### Description of the task
The lesson below on designing Twitter's timeline has a "Key Takeaways" section. List the bolded title of each takeaway in it.

### Source passage
Lesson 69 of 105 11 minFlagship

System Design: Designing Twitter (Timeline and News Feed)

A deep dive into the architecture of Twitter (now X). Learn how to handle millions of tweets per second using Fan-out on Write (Push) vs. Fan-out on Read (Pull) models, sharded databases, and real-time celebrity feed merging.

Reading Mode

Hide the curriculum rail and keep the lesson centered for focused reading.

Key Takeaways

  • **Hybrid Push/Pull Feed Mechanics:** Regular users use fan-out on write (push) for low-latency reads, while high-follower celebrity accounts bypass push to prevent DB thrashing, merging on-the-fly via fan-out on read (pull).
  • **Redis ZSET Precomputation:** Timelines are cached as Redis Sorted Sets (`ZSET`), capped at 800 items, using Tweet ID (Snowflake) as the score for fast retrieval.
  • **Geospatial Latency Mitigation:** Multi-region active-active clusters handle local writes with asynchronous replication, utilizing conflict-free replication topologies.
Recommended Prerequisites
System Design Interview FrameworkSystem Design: Designing a Distributed Task Scheduler

Premium outcome

From vague architecture answers to staff-level trade-off thinking.

Backend engineers preparing for senior, staff, and architecture rounds.

### Dataset content
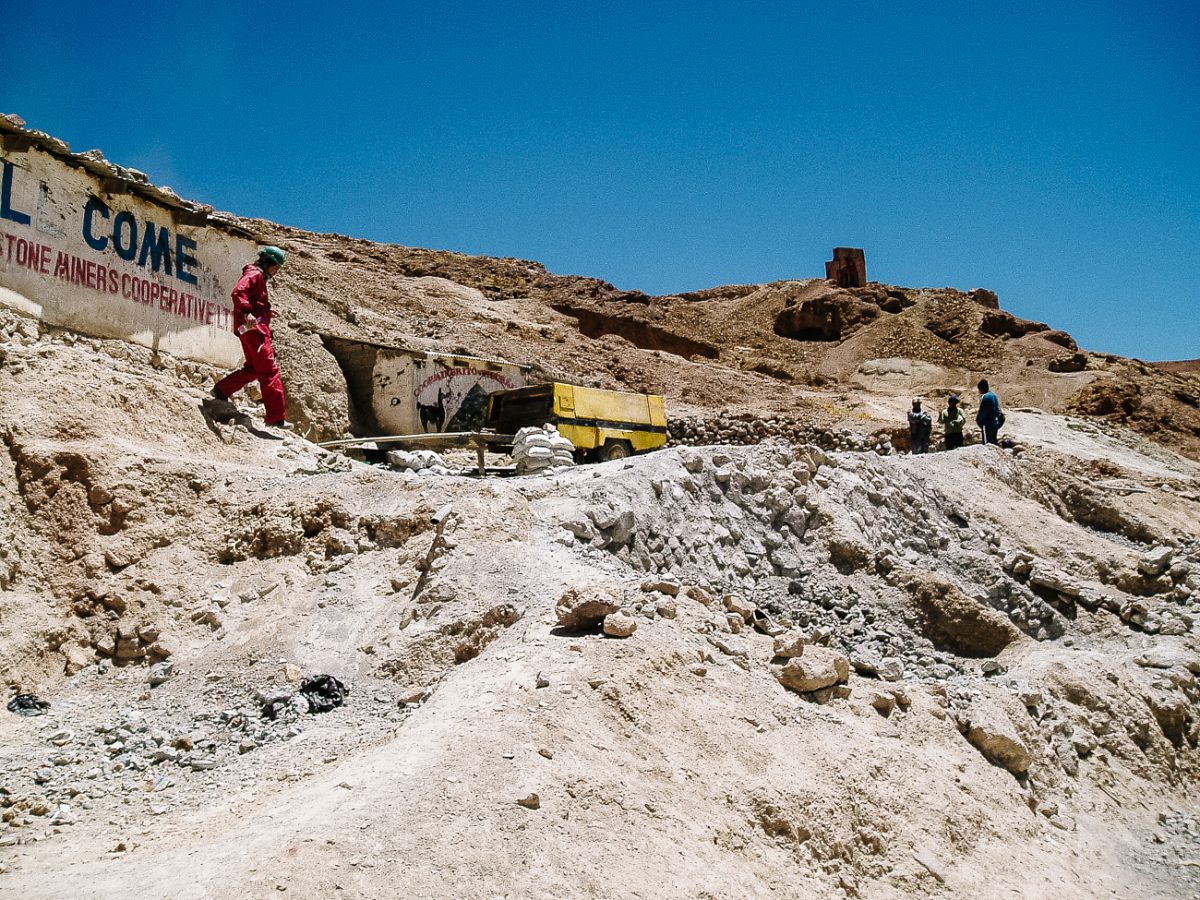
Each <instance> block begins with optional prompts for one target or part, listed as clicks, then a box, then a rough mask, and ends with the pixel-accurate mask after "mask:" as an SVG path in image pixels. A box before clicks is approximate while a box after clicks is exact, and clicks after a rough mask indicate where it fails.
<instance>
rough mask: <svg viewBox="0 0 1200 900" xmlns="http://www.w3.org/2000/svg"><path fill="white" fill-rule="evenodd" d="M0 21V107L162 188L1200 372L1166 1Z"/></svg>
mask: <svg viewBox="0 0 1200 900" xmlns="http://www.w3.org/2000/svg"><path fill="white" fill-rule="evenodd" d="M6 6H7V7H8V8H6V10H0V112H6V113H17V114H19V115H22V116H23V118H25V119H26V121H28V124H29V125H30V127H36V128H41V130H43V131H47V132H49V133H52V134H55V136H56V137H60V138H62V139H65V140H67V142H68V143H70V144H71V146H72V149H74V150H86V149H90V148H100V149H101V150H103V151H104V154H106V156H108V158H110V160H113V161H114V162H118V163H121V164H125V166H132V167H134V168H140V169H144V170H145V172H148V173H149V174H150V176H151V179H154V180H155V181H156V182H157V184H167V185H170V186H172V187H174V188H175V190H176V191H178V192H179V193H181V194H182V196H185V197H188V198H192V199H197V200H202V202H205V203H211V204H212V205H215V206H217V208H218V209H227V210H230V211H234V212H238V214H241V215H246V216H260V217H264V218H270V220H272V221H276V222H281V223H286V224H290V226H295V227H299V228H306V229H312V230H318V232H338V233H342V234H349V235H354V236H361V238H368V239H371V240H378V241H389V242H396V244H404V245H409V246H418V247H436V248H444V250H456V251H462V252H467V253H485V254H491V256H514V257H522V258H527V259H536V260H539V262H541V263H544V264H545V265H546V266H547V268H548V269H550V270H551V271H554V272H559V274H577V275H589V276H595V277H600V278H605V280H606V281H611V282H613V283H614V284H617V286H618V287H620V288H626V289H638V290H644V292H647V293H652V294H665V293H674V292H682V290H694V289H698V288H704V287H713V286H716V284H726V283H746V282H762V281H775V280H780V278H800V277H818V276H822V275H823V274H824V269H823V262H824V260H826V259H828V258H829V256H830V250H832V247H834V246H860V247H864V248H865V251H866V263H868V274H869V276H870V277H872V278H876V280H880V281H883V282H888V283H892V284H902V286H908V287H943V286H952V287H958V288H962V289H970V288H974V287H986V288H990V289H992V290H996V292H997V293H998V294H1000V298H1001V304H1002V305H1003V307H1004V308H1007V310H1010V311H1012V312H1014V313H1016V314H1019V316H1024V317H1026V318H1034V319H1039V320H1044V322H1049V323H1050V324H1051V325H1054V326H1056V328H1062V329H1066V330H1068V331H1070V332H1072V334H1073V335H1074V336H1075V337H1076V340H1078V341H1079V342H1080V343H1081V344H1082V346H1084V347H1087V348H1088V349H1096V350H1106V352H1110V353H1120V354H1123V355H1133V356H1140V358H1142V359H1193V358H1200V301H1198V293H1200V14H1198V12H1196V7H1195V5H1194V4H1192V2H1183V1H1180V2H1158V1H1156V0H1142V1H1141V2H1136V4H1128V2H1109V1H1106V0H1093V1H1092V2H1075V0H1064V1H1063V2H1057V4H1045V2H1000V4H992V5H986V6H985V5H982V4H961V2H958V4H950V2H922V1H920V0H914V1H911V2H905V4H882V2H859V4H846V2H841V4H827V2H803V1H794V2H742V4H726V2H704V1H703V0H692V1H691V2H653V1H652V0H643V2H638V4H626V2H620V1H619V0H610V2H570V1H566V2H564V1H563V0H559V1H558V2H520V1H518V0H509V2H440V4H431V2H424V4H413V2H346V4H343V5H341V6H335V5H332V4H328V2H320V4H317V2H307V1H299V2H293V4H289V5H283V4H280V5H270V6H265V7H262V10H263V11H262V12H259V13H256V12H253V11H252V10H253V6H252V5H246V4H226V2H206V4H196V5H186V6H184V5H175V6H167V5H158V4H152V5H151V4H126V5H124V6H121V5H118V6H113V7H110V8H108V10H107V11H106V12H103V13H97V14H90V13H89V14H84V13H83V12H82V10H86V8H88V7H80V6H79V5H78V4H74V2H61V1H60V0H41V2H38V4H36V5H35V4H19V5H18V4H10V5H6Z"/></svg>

### Response to the exercise
- Hybrid Push/Pull Feed Mechanics
- Redis ZSET Precomputation
- Geospatial Latency Mitigation